Return every line of the material below that contains the word "turquoise".

Dataset |
↓

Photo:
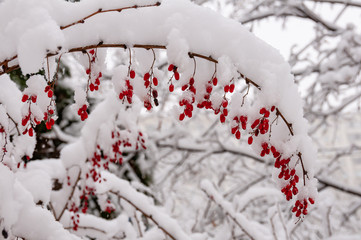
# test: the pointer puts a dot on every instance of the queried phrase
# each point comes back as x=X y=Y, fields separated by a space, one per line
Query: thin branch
x=69 y=197
x=105 y=11
x=145 y=214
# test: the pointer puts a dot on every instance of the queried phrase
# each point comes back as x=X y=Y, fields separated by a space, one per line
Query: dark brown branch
x=91 y=228
x=304 y=172
x=105 y=11
x=229 y=215
x=289 y=125
x=145 y=214
x=70 y=196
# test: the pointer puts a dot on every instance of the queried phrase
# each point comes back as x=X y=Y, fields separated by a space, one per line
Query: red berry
x=97 y=81
x=191 y=81
x=222 y=118
x=170 y=68
x=25 y=98
x=146 y=76
x=215 y=81
x=91 y=87
x=231 y=88
x=132 y=74
x=176 y=75
x=31 y=132
x=305 y=211
x=296 y=178
x=234 y=130
x=33 y=98
x=266 y=114
x=155 y=81
x=255 y=123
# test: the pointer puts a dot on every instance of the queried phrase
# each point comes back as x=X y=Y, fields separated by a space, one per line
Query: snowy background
x=167 y=120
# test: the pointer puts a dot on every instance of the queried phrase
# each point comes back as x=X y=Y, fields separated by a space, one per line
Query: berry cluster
x=75 y=216
x=188 y=108
x=152 y=93
x=174 y=69
x=93 y=77
x=140 y=141
x=301 y=208
x=238 y=122
x=49 y=91
x=95 y=86
x=82 y=112
x=128 y=92
x=229 y=88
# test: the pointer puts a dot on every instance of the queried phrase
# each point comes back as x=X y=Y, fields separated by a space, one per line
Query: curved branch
x=105 y=11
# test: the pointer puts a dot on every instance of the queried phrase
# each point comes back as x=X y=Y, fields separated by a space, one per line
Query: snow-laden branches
x=204 y=72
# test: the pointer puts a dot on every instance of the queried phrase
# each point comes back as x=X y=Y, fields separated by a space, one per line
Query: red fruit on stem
x=238 y=134
x=91 y=87
x=234 y=130
x=33 y=98
x=215 y=81
x=132 y=74
x=170 y=68
x=176 y=75
x=97 y=81
x=231 y=88
x=146 y=76
x=155 y=81
x=31 y=132
x=209 y=89
x=222 y=118
x=191 y=81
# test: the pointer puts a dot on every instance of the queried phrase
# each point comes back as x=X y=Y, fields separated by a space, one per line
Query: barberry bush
x=136 y=60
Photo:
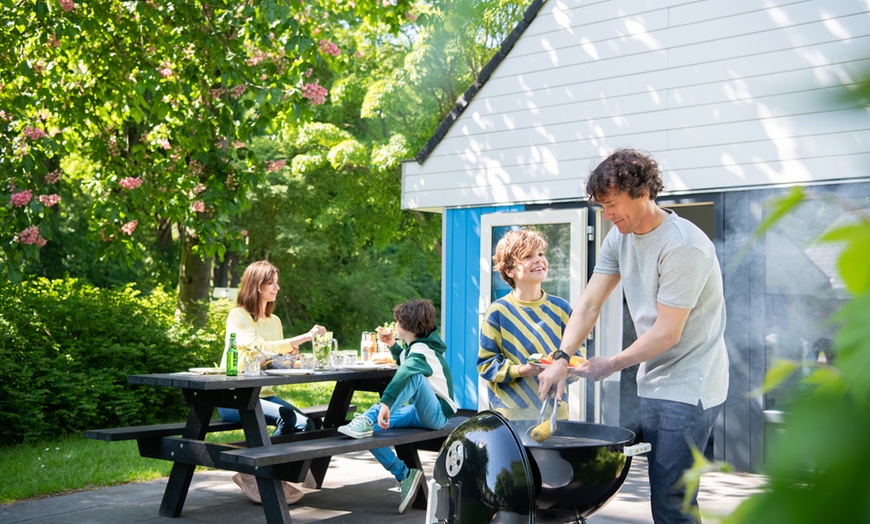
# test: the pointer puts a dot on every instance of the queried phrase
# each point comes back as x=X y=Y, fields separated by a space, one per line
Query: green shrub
x=67 y=347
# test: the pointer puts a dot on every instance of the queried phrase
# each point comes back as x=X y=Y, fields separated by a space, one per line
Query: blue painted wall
x=462 y=295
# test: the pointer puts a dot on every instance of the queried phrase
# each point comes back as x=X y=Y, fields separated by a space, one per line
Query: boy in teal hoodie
x=420 y=394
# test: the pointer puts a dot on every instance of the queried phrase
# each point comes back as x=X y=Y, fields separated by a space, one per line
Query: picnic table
x=270 y=459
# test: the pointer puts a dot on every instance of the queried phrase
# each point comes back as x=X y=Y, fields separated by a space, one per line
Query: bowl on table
x=279 y=362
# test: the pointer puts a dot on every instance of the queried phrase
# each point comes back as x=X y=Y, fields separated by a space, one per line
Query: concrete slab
x=356 y=489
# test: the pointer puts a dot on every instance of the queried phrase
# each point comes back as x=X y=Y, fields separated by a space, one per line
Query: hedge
x=67 y=347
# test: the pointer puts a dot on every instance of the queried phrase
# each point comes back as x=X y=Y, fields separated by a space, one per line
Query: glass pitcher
x=324 y=345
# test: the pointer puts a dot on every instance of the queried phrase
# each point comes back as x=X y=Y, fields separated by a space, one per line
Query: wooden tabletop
x=187 y=380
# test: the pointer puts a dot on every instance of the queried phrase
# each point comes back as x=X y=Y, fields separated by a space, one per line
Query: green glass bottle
x=232 y=357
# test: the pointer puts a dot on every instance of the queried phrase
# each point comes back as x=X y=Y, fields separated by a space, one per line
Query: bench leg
x=179 y=478
x=274 y=502
x=176 y=490
x=408 y=454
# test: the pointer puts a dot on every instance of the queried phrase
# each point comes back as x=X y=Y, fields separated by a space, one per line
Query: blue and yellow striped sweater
x=511 y=331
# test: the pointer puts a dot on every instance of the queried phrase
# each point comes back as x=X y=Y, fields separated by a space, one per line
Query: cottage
x=739 y=101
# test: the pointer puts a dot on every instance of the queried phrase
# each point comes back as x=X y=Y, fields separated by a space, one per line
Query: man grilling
x=673 y=288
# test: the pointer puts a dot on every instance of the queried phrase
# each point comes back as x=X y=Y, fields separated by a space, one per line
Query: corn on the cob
x=542 y=431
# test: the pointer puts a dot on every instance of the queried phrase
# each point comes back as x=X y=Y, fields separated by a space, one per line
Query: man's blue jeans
x=672 y=428
x=422 y=411
x=272 y=407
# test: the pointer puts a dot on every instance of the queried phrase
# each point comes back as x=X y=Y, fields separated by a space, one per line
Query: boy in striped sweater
x=420 y=395
x=525 y=321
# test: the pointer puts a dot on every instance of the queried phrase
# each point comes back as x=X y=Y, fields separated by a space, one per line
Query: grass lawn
x=73 y=463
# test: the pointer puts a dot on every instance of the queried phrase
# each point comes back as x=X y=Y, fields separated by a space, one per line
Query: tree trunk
x=193 y=284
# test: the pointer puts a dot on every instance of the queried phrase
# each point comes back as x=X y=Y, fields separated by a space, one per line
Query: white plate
x=208 y=371
x=294 y=371
x=369 y=367
x=545 y=366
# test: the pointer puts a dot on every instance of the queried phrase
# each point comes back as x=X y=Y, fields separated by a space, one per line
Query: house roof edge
x=485 y=73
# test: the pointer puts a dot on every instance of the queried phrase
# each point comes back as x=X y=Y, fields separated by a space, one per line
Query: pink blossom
x=49 y=200
x=238 y=90
x=196 y=167
x=329 y=48
x=257 y=57
x=276 y=165
x=315 y=93
x=165 y=69
x=21 y=199
x=30 y=236
x=113 y=146
x=129 y=227
x=130 y=183
x=34 y=133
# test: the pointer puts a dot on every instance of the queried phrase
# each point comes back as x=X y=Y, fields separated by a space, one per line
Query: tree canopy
x=150 y=106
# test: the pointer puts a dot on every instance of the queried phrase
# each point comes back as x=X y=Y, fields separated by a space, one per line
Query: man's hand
x=384 y=417
x=553 y=377
x=596 y=368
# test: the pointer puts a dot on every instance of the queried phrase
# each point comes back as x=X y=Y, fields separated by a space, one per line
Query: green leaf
x=853 y=262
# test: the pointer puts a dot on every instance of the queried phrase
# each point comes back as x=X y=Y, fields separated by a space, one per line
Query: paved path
x=357 y=489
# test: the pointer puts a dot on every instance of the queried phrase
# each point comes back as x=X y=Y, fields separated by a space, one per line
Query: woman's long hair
x=255 y=276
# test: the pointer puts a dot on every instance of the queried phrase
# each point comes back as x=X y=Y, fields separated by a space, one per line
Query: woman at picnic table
x=257 y=328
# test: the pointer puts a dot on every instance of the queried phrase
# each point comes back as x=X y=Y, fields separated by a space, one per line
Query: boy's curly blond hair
x=513 y=246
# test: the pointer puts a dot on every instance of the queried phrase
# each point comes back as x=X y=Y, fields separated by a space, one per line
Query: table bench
x=189 y=448
x=286 y=460
x=315 y=413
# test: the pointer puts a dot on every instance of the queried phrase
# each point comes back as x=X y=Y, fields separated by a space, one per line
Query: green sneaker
x=409 y=488
x=359 y=427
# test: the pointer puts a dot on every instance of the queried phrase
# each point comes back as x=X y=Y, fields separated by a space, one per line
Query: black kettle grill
x=490 y=470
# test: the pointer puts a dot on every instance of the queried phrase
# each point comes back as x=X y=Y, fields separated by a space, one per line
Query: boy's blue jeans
x=672 y=428
x=422 y=411
x=272 y=413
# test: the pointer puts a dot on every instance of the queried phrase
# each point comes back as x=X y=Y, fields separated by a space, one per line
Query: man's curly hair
x=625 y=171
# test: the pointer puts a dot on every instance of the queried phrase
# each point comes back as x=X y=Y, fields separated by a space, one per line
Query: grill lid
x=482 y=474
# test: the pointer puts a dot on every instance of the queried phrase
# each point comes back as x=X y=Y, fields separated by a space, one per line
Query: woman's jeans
x=672 y=428
x=278 y=412
x=423 y=411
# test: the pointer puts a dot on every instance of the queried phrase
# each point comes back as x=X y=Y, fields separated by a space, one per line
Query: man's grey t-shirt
x=675 y=265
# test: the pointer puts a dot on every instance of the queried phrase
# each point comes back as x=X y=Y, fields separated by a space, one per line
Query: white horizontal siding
x=724 y=94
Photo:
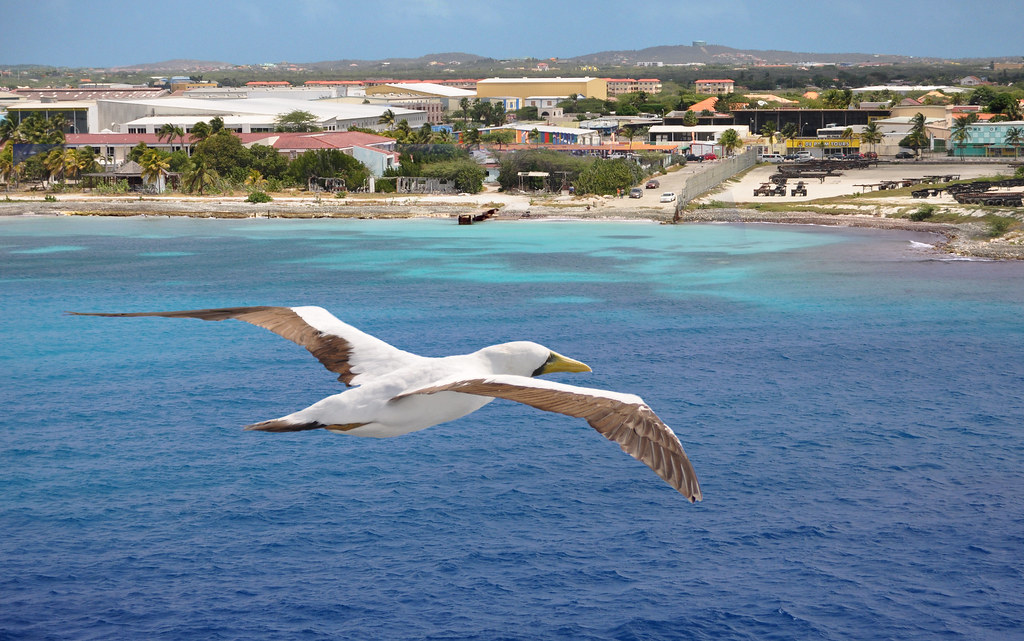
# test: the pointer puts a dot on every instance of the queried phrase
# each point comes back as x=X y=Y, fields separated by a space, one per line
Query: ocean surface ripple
x=852 y=408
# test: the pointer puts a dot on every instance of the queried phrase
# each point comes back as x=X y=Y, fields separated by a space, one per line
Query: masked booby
x=396 y=392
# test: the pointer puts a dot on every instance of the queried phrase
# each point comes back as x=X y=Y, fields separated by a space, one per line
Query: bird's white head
x=527 y=358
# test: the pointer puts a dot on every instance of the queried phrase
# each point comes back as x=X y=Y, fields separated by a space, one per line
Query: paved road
x=673 y=181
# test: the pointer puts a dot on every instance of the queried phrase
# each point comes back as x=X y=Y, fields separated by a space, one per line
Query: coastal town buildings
x=988 y=140
x=715 y=86
x=525 y=87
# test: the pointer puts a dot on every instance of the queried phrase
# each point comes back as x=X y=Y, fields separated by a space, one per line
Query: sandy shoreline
x=957 y=239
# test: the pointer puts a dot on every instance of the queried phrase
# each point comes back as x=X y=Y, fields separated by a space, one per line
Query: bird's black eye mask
x=547 y=364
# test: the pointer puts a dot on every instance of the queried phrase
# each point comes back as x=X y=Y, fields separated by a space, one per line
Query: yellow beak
x=558 y=362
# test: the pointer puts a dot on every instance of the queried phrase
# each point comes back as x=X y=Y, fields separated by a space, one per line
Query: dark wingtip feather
x=279 y=425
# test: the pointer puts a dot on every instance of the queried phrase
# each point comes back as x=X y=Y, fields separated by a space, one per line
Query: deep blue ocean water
x=851 y=402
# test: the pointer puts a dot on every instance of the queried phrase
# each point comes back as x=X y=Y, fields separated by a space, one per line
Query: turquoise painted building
x=988 y=139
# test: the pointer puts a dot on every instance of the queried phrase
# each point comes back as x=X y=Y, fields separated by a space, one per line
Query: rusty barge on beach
x=468 y=219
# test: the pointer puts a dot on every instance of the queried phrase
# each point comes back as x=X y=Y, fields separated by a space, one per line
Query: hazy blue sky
x=111 y=33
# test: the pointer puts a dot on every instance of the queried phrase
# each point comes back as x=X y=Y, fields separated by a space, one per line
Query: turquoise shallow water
x=850 y=400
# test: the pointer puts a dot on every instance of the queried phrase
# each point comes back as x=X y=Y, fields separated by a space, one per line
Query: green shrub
x=258 y=197
x=997 y=225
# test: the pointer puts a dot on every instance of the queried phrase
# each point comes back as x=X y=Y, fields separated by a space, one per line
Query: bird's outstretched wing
x=625 y=419
x=354 y=355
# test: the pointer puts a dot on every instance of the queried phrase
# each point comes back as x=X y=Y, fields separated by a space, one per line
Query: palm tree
x=960 y=132
x=170 y=132
x=871 y=134
x=60 y=162
x=7 y=169
x=8 y=130
x=790 y=131
x=730 y=141
x=201 y=131
x=1015 y=137
x=471 y=137
x=918 y=138
x=155 y=167
x=200 y=177
x=769 y=132
x=255 y=180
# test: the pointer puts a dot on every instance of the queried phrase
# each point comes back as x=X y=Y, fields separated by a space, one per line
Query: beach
x=731 y=203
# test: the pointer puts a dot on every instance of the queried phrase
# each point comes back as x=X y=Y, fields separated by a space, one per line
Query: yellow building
x=527 y=87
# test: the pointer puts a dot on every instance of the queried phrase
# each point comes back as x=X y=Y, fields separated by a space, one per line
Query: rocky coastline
x=964 y=240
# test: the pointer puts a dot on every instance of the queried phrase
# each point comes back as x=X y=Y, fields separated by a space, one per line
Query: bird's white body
x=397 y=392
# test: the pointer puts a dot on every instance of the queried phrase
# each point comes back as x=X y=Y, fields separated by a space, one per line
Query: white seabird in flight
x=399 y=392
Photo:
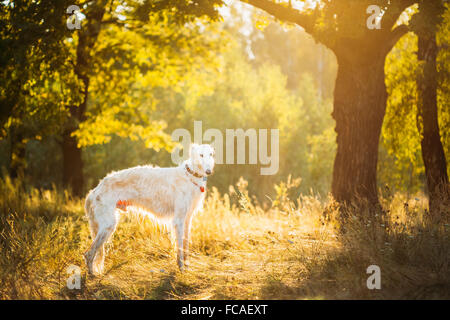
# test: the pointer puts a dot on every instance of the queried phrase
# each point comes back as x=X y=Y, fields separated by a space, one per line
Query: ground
x=239 y=250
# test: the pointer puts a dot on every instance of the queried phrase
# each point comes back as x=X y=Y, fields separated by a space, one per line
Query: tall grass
x=240 y=249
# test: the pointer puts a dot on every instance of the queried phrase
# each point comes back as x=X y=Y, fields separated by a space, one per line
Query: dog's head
x=202 y=158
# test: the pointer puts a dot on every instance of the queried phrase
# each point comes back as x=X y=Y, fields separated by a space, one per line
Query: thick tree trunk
x=72 y=157
x=72 y=164
x=359 y=107
x=427 y=122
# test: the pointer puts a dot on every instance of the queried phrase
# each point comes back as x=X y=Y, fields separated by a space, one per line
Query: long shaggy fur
x=169 y=196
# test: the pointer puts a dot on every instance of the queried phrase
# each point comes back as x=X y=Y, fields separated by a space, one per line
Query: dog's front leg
x=178 y=224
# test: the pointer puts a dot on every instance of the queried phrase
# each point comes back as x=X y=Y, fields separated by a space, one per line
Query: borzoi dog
x=169 y=195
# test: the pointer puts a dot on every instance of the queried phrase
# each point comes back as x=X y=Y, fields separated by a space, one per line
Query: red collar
x=195 y=174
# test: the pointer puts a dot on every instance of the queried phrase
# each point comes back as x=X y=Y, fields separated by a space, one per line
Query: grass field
x=239 y=250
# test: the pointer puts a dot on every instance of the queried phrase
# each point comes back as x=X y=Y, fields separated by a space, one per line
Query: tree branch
x=395 y=35
x=286 y=14
x=394 y=11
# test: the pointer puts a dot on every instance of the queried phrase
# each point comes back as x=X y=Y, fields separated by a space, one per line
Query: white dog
x=169 y=195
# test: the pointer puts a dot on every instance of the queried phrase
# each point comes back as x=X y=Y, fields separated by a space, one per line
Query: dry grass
x=240 y=250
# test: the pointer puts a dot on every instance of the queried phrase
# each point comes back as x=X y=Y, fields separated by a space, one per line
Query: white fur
x=168 y=195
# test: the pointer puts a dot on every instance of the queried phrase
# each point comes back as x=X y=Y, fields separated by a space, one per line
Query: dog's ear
x=192 y=149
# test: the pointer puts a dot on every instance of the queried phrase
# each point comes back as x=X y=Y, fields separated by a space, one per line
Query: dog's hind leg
x=95 y=256
x=187 y=231
x=178 y=226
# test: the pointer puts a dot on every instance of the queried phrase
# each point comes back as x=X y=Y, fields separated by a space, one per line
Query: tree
x=104 y=14
x=360 y=92
x=433 y=155
x=31 y=46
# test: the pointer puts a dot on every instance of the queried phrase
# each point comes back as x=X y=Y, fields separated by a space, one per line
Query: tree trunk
x=359 y=107
x=72 y=164
x=427 y=122
x=72 y=157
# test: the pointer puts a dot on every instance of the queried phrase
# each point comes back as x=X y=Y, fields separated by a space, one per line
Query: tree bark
x=427 y=120
x=72 y=155
x=359 y=108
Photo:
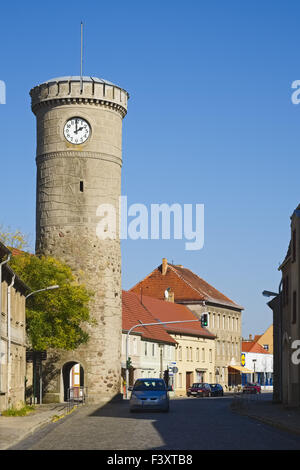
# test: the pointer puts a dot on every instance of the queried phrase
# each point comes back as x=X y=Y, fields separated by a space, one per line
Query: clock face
x=77 y=130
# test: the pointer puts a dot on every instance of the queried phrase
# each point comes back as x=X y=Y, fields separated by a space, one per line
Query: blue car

↑

Exercise solution |
Query: turquoise painted building
Query: turquoise shallow water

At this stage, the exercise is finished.